:: TASK SET ::
1. In the article on AI and data engineering, reproduce verbatim the stretch from "Tobias Macey describes" through "for AI applications.".
2. Write the next part of the article on AI and data engineering, picking up after its final sentence.

:: TEXT FOR ANALYSIS ::
■ ■ ■ ■

AI Transforms Data Engineering: New Assets, Testing, and Uptime Demands

Key Quotes

"The introduction of generative AI and AI Engineering to the technical ecosystem is changing the scope of responsibilities for data engineers and other data practitioners. Of note is the fact that: AI models can be used to process unstructured data sources into structured data assets, AI applications require new types of data assets, the SLAs for data assets related to AI serving are different from BI/warehouse use cases, the technology stacks for AI applications aren't necessarily the same as for analytical data pipelines, because everything is so new there is not a lot of prior art, and the prior art that does exist isn't necessarily easy to find because of differences in terminology."

Tobias Macey explains that the advent of generative AI is fundamentally altering the role of data engineers. He highlights several key shifts, including the ability of AI to transform unstructured data, the emergence of new data asset requirements for AI applications, and the altered service level agreements (SLAs) for AI-related data compared to traditional business intelligence use cases. Macey also notes the challenges posed by new technology stacks and the lack of standardized terminology in this rapidly evolving field.

"Because everything is so new there is not a lot of prior art, and the prior art that does exist isn't necessarily easy to find because of differences in terminology."

Tobias Macey points out that the novelty of AI engineering means there is a scarcity of established practices and documentation. He further elaborates that even when existing knowledge is available, it can be difficult to access or understand due to the inconsistent use of terminology across different projects and teams. This lack of a common language and established methods creates a significant hurdle for engineers entering this space.

"Another aspect of the ways that these language models and generative systems have changed the work of data engineers is that we have new types of data assets that we're responsible for with vector databases and vectors being the biggest example where before we would have tabular data you would maybe do some feature engineering on that and then send that to the training and maybe hydration of a machine learning model for being able to create some prediction or perform some action but now we need to take structured semi structured and unstructured data turn them into those vector embeddings and then store them in a relatively new technology for many in the form of these vector databases so that the models can retrieve that at inference time and be able to do it quickly and effectively."

Tobias Macey describes how generative AI introduces new data asset types, specifically mentioning vector databases. He contrasts this with previous practices involving tabular data for machine learning models. Macey explains that data engineers now need to convert various data formats into vector embeddings and store them in vector databases for efficient retrieval during AI model inference. This represents a significant evolution in data structuring and management for AI applications.

■ ■ ■ ■

:: Saved entries ::
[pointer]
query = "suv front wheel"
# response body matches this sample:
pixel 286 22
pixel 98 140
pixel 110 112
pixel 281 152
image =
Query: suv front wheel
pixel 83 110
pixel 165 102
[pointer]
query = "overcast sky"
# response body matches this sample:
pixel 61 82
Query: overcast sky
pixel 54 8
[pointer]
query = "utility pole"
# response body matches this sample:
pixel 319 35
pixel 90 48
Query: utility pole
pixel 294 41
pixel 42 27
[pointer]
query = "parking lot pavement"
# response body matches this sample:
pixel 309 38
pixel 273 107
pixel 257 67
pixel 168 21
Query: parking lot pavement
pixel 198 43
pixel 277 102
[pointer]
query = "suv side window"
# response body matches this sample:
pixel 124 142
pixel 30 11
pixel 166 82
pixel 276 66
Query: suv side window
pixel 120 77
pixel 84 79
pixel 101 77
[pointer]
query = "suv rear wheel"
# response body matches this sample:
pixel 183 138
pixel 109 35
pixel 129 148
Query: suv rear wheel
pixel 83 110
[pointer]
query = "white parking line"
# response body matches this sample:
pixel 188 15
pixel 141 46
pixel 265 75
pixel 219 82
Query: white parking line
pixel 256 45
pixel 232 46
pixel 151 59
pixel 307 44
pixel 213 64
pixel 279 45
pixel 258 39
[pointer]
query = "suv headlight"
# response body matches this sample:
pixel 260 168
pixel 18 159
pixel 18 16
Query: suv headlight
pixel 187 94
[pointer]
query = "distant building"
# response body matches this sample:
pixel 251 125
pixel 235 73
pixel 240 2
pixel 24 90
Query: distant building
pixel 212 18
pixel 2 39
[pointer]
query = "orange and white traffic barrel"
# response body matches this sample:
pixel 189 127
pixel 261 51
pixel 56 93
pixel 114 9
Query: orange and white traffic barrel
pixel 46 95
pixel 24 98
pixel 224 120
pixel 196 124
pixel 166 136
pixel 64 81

■ ■ ■ ■

:: TASK RESPONSES ::
1.
Tobias Macey describes how generative AI introduces new data asset types, specifically mentioning vector databases. He contrasts this with previous practices involving tabular data for machine learning models. Macey explains that data engineers now need to convert various data formats into vector embeddings and store them in vector databases for efficient retrieval during AI model inference. This represents a significant evolution in data structuring and management for AI applications.

2.
"Unless you were working in an organization that relies heavily on real time streaming data the sla or service level agreement or the reliance of that data and its timeliness has changed a lot and the uptime in particular of that data has changed a lot where if you were building something for a data warehouse that was feeding into a business intelligence system there's a pretty high probability that if it goes down for 15 minutes or an hour in the middle of the night well you reload the data warehouse or update data or fix some bugs it's not going to be that big of a deal but if you are running a vector store and it is powering a customer facing llm that is doing inference and providing an interactive use case if that same downtime happens it's a much bigger deal."

Tobias Macey highlights the increased criticality of data timeliness and uptime due to AI applications. He contrasts the impact of downtime for traditional business intelligence systems with that of customer-facing AI models, such as those using vector stores for LLM inference. Macey emphasizes that for interactive AI use cases, even short periods of downtime are far more consequential, necessitating higher reliability standards for data infrastructure.

"Maybe one of the biggest new requirements especially for data engineers is the fact that the way that we test these different workflows has to change where we have things like data quality monitoring we have unit tests we have integration tests to make sure that if the logic breaks if some new data comes in that breaks our prior assumptions we would react to it and fix it but as the models start to become more of the core execution either in terms of the actual pipelines themselves or in terms of the serving of what the data is feeding into everybody in the whole workflow needs to be able to include experimentation and evaluation as that means of building confidence and verifying changes and maintaining functionality."

Tobias Macey argues that the testing methodologies for data workflows must evolve with the integration of AI models. He explains that traditional methods like data quality monitoring, unit tests, and integration tests are insufficient when models become central to execution. Macey stresses the necessity of incorporating experimentation and evaluation into the workflow to build confidence, verify changes, and ensure functionality in AI-driven systems.